Working data Start Marker

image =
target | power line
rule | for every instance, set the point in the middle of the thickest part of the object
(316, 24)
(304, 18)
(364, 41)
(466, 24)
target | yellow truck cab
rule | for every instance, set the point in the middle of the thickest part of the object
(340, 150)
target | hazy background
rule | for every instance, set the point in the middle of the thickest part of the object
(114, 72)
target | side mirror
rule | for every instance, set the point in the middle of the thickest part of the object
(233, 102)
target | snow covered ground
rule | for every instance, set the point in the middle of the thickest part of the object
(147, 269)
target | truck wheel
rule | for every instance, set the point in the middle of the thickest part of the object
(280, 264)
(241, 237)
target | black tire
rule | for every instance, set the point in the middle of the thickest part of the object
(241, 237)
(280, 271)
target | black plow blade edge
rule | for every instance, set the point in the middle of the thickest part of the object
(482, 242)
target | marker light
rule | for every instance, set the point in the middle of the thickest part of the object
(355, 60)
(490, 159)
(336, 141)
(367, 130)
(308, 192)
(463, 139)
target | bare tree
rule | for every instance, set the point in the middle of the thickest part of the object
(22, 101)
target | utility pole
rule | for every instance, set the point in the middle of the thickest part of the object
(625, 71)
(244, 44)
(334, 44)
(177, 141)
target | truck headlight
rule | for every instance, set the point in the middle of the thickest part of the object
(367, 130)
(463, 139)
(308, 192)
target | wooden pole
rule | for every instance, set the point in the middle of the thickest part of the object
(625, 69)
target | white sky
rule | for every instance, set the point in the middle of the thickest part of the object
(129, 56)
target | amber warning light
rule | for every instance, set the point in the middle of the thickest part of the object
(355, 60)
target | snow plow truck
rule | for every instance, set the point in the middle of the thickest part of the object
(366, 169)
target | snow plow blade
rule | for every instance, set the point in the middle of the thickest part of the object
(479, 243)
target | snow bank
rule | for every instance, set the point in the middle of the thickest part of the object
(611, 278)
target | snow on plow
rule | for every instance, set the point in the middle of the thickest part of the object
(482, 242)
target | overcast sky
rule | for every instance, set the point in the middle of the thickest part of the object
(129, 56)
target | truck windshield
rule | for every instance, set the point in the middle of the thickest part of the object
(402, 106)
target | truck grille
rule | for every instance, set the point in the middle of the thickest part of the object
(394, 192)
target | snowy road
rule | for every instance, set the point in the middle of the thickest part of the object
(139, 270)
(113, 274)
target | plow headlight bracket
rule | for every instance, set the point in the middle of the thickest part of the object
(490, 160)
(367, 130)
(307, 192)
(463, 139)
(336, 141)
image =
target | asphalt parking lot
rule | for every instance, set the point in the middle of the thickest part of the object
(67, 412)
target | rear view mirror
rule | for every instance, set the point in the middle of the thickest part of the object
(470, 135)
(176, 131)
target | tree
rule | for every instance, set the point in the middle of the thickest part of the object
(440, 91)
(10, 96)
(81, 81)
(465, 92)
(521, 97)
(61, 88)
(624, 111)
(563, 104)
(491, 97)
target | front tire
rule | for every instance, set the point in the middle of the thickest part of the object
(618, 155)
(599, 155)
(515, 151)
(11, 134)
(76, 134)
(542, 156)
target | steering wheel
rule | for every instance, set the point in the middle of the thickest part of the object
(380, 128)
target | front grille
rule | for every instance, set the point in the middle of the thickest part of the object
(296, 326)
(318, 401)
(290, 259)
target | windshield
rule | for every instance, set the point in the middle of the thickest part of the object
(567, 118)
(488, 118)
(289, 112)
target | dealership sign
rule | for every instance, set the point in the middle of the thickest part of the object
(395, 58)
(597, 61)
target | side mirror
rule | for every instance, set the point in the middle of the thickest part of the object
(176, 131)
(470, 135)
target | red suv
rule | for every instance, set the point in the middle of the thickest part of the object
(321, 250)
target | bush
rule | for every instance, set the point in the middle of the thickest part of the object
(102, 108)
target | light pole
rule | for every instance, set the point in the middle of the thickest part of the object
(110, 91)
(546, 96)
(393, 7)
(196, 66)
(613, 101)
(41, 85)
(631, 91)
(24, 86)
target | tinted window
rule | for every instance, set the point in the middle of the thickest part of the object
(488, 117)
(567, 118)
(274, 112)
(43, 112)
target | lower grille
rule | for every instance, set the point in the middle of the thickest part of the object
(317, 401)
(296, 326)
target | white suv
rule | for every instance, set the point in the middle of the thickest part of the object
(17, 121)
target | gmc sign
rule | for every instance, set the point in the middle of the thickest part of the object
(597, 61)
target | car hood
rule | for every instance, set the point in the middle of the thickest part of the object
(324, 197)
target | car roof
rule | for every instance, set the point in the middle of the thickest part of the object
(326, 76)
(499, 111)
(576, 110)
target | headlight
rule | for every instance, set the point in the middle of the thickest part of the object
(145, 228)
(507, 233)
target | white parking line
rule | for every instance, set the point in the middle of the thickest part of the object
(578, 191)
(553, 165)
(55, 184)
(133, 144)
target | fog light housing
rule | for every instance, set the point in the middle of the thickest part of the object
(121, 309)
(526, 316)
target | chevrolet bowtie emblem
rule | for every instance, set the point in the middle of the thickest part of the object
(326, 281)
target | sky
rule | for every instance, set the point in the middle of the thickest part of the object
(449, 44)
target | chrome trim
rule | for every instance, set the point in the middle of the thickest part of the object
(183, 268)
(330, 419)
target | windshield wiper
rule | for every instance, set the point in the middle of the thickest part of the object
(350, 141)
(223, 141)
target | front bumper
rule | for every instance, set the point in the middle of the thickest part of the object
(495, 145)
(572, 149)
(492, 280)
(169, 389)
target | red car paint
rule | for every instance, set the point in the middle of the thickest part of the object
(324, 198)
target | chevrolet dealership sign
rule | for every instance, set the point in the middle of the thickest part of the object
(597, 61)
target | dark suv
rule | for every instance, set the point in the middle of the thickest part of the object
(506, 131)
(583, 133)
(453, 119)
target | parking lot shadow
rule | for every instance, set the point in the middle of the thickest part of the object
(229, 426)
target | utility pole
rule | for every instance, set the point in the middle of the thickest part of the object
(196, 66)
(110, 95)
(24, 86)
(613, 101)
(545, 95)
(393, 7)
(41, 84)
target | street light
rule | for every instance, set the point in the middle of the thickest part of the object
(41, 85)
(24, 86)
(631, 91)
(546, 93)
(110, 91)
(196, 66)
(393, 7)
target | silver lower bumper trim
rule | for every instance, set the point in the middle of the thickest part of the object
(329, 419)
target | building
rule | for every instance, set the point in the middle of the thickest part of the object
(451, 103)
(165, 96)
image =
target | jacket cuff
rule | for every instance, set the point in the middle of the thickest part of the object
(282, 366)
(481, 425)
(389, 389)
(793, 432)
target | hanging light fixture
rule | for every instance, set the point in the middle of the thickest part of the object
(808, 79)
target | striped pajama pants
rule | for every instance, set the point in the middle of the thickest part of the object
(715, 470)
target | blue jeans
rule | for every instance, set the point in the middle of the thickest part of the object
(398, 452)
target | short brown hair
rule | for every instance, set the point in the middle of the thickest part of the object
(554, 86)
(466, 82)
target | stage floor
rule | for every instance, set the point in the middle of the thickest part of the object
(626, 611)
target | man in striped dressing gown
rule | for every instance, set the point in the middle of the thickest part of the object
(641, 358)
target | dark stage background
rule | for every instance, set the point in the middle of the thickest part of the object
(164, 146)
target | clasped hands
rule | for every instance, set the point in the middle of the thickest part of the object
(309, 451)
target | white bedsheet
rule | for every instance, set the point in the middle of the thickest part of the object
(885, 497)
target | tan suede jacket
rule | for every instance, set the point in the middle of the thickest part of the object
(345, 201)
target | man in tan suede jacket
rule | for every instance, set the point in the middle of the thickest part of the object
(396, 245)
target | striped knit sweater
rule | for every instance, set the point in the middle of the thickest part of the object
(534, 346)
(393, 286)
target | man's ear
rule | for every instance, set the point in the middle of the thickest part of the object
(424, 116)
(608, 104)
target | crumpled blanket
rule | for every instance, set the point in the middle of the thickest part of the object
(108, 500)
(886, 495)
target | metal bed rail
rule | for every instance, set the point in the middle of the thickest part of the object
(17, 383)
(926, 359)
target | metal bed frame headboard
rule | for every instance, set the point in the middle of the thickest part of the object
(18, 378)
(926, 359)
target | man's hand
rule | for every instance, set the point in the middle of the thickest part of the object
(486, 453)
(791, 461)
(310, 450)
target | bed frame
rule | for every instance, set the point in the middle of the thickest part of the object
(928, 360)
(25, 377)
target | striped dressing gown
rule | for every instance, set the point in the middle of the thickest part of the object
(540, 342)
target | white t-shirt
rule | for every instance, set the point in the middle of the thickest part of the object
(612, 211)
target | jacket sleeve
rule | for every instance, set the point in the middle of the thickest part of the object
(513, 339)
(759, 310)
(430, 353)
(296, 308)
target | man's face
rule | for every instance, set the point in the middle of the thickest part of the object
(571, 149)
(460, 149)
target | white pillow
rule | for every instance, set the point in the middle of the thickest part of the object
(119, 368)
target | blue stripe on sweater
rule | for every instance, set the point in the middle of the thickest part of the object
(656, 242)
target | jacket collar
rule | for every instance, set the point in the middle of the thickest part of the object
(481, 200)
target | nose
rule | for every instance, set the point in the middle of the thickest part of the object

Working data End Marker

- **Task description**
Using the data above, reproduce exactly the lines from the line that contains "target | crumpled blanket" through the line that contains "target | man's hand", including both.

- **Reply**
target | crumpled blanket
rule | for every instance, set the point in the middle of the thickest part of the object
(108, 500)
(886, 495)
target | metal bed rail
rule | for every instance, set the point in the middle of the thickest part of the object
(17, 383)
(926, 359)
target | metal bed frame headboard
rule | for every instance, set the point in the middle of the thickest part of the object
(18, 378)
(926, 359)
target | man's hand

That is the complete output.